### [What is needed]
Only one stretch of the data below is wanted: the lines starting at the one with "Target: tail light" and ending at the one with "Target: auction sticker on windshield", both included, given again exactly.

^^^^^^^^^^^^^^^^

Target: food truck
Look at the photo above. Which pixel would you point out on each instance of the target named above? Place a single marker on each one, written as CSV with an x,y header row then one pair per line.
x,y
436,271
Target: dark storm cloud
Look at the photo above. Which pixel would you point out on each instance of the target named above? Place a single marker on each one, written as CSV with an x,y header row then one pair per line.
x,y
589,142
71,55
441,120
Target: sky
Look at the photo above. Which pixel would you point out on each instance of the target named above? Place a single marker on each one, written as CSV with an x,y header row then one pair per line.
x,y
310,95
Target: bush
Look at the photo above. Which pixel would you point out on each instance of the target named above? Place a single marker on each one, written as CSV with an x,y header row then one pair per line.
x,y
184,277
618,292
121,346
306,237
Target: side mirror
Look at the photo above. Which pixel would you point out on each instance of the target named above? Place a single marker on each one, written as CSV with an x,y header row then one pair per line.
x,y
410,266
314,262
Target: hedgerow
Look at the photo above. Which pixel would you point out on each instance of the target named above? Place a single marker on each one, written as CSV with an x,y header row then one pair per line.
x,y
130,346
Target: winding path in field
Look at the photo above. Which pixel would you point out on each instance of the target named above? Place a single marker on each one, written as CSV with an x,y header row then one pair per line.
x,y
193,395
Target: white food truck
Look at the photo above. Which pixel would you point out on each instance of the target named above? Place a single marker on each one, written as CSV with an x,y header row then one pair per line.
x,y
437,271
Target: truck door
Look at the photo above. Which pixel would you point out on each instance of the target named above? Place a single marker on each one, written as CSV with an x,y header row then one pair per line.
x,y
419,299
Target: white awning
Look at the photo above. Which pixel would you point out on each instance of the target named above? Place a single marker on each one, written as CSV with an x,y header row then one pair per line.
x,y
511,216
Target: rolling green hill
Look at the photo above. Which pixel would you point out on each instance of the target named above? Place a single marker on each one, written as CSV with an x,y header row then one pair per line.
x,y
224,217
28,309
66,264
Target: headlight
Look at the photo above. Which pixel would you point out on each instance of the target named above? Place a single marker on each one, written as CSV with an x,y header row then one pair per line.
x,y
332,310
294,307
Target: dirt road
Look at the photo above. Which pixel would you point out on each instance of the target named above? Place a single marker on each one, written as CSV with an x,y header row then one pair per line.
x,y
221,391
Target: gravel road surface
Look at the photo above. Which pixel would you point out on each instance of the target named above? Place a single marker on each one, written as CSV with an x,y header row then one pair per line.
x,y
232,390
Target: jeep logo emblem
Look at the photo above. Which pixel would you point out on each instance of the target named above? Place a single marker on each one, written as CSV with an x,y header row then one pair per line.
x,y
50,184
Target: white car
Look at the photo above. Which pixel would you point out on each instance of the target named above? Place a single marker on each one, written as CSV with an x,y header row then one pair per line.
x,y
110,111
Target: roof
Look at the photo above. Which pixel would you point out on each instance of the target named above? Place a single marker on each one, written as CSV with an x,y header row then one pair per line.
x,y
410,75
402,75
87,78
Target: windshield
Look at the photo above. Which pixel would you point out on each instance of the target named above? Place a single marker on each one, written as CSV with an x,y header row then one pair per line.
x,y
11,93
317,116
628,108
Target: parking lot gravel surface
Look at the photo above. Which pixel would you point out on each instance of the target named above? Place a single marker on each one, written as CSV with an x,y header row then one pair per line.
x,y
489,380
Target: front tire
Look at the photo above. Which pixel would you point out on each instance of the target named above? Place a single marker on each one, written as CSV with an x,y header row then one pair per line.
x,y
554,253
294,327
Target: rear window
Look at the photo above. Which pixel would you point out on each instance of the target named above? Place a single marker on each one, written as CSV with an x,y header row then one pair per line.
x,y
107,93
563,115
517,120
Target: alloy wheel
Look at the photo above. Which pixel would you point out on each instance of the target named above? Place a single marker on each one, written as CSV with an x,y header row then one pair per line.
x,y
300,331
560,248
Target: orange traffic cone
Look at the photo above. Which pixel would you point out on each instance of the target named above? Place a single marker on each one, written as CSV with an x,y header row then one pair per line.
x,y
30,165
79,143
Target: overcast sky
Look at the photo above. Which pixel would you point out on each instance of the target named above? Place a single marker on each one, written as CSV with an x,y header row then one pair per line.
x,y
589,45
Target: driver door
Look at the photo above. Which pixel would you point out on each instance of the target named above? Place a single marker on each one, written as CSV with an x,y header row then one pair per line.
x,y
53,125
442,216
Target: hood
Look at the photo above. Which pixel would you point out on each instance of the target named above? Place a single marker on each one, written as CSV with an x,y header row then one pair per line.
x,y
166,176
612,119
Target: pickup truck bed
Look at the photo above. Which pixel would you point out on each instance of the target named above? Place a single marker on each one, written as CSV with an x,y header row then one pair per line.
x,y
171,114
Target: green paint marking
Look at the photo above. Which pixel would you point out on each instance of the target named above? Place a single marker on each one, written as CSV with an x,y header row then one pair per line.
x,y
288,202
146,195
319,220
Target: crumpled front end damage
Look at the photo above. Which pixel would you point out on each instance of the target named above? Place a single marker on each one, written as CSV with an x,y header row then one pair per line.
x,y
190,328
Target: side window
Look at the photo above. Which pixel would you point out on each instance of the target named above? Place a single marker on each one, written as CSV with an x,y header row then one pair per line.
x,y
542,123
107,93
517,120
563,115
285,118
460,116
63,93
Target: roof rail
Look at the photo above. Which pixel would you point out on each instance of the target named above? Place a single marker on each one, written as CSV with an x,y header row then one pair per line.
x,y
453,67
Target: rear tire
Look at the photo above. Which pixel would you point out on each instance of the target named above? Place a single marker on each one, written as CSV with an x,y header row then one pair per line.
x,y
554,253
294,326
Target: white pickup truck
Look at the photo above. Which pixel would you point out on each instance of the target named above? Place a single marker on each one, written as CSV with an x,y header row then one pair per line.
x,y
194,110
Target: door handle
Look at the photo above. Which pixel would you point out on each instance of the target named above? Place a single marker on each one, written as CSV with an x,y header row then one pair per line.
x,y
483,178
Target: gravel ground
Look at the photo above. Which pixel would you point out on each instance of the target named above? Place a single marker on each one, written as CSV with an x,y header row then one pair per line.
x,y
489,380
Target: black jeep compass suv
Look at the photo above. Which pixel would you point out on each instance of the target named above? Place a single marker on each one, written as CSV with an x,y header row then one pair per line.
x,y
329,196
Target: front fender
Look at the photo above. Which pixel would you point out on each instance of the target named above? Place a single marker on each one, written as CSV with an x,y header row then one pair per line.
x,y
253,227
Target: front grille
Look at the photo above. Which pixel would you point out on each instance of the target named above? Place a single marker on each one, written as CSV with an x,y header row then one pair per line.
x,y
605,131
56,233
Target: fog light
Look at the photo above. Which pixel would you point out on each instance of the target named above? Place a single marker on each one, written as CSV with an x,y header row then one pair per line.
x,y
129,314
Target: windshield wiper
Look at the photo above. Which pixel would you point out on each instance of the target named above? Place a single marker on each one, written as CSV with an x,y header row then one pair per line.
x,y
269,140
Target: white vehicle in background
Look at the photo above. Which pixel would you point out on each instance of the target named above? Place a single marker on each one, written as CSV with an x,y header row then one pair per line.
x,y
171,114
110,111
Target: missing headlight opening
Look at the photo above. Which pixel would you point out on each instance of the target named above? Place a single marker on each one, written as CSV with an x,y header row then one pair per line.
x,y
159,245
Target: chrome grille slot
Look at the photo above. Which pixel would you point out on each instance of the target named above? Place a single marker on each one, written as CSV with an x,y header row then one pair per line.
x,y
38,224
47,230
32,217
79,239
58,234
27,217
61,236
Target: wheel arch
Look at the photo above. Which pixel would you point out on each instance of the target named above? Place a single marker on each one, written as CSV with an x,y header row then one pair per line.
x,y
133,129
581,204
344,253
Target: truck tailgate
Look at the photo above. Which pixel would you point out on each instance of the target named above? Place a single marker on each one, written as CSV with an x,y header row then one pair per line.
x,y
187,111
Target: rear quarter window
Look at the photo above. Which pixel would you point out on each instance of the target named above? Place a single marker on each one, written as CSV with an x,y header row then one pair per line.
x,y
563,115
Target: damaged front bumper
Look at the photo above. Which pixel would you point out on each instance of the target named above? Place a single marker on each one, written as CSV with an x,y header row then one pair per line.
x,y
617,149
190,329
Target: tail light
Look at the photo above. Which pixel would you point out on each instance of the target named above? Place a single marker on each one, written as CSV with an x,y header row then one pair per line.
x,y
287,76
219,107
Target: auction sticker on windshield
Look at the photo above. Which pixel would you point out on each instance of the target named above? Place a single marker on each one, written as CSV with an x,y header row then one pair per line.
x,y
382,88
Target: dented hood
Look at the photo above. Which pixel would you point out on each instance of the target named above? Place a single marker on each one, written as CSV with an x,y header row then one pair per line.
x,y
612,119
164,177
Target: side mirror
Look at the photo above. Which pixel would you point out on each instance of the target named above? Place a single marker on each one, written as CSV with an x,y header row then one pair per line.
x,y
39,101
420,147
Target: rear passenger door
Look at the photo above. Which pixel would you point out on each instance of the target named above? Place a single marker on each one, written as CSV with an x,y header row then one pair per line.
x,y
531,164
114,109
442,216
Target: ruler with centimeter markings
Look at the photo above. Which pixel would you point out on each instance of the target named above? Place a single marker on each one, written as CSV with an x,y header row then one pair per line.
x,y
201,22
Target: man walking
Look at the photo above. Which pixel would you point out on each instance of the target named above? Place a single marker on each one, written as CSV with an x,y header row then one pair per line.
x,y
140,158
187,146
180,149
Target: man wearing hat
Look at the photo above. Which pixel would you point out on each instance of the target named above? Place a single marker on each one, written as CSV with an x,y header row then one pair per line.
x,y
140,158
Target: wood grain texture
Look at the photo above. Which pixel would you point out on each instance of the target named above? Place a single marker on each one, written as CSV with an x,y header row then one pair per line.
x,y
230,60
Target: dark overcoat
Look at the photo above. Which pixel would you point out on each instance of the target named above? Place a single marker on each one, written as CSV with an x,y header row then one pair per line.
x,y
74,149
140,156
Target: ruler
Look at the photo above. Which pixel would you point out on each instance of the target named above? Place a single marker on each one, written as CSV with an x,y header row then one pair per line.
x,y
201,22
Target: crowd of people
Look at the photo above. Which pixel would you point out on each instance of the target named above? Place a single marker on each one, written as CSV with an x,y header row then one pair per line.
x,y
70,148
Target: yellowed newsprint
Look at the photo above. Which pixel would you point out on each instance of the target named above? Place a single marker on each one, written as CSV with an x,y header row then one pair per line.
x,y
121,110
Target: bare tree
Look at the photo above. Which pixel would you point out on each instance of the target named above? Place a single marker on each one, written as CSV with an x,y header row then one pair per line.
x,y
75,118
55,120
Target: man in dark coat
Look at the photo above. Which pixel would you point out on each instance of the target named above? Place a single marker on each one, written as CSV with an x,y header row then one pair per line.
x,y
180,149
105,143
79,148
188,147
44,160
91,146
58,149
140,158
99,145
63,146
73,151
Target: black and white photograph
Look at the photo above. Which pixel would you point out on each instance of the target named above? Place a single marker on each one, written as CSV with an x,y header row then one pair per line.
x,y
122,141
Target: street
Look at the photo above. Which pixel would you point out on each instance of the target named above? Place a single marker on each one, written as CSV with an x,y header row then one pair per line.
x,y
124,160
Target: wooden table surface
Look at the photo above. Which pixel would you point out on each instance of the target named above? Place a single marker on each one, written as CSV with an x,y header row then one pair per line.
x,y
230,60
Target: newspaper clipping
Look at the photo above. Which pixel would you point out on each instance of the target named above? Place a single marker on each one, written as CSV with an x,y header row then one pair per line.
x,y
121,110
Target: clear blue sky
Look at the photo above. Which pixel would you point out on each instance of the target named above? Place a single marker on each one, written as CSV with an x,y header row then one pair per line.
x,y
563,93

^^^^^^^^^^^^^^^^

### [Answer section]
Target: tail light
Look at the photo above. Which pixel would you point out on each instance of the target named above? Place a single marker on each one, written as CSV with an x,y header row then one pair per line.
x,y
287,76
219,107
Target: auction sticker on windshield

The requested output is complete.